[Extracted data entries]
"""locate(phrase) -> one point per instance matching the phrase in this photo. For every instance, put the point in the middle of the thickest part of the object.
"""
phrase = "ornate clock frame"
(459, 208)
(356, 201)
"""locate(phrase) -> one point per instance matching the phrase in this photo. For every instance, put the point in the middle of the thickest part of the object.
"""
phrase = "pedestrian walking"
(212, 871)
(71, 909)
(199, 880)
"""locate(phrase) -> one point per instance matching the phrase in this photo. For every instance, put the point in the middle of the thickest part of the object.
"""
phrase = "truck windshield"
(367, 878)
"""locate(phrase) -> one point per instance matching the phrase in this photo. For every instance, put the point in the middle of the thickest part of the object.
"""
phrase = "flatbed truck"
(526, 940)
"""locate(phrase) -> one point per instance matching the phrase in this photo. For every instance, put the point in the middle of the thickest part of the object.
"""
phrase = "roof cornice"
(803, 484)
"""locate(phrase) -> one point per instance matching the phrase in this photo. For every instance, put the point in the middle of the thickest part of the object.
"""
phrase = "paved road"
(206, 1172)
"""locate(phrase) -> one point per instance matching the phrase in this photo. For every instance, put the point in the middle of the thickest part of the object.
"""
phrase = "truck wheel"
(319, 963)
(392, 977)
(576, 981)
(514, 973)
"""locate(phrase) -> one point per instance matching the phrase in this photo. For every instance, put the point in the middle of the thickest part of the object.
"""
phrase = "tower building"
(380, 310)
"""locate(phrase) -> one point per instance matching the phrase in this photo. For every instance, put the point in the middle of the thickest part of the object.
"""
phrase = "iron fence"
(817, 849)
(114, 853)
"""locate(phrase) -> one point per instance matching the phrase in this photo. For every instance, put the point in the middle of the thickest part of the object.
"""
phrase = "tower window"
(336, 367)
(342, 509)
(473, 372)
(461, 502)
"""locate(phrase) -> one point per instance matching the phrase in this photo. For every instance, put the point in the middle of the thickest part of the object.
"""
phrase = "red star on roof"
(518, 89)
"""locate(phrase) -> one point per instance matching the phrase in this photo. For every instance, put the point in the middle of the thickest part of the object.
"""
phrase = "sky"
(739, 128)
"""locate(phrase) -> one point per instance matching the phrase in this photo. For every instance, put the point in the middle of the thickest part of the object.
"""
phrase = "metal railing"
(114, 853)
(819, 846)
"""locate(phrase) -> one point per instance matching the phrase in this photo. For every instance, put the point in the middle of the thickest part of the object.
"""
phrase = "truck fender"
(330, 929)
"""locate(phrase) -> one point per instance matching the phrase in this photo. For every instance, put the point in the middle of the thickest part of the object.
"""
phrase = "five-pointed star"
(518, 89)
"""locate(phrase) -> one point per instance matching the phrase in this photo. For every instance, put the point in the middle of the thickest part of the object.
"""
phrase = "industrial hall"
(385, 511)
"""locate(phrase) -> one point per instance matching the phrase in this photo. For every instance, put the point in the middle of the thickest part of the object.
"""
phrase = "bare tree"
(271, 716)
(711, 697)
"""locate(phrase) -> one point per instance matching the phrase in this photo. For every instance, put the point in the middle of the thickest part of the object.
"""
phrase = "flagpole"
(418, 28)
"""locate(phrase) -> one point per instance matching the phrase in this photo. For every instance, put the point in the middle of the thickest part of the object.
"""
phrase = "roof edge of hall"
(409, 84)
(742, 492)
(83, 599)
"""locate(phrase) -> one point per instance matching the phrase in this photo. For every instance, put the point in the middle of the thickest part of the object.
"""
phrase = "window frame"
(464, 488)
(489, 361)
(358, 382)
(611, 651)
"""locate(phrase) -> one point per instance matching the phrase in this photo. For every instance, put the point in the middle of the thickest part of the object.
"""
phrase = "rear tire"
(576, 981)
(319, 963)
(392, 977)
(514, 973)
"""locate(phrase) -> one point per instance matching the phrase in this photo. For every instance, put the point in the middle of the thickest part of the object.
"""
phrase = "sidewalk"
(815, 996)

= The request =
Pull out every line of the material that contains the string "truck" and list those lines in full.

= Exercise response =
phrase = "truck windshield"
phrase = "flatbed truck"
phrase = "truck wheel"
phrase = "truck fender"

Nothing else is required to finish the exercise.